Required action | Would you return each record that follows word for word, without its pictures?

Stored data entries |
━━━━━━━━━━━━━━━━━━━━━━━━━━━━━━
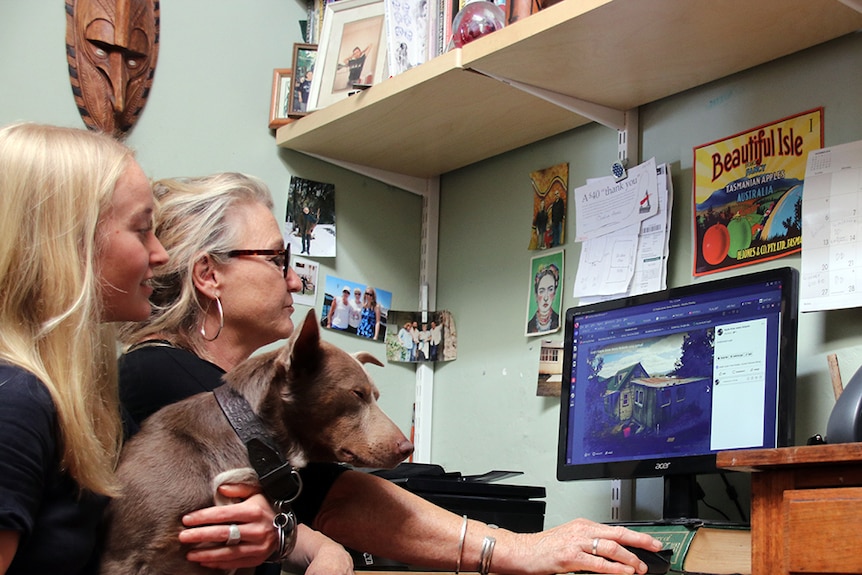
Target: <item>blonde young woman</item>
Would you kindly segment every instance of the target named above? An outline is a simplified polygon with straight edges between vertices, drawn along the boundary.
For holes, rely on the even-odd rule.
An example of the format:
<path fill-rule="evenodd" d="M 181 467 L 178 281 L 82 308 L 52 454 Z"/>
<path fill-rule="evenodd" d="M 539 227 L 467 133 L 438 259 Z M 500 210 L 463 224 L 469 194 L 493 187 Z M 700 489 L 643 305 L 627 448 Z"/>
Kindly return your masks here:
━━━━━━━━━━━━━━━━━━━━━━━━━━━━━━
Finished task |
Target: <item>blonde young woman</item>
Would you kindly segment every instance of the target named above? An outline is a simplified polygon with straight edges between vertices, drawn along the boundary.
For holes, rely on the even-odd rule.
An example of the format:
<path fill-rule="evenodd" d="M 181 467 L 178 281 L 82 308 L 52 454 Z"/>
<path fill-rule="evenodd" d="M 539 227 L 467 133 L 438 259 Z M 500 210 L 463 224 L 469 194 L 493 187 Z M 700 489 L 643 305 L 627 448 Z"/>
Kindly return your masks here:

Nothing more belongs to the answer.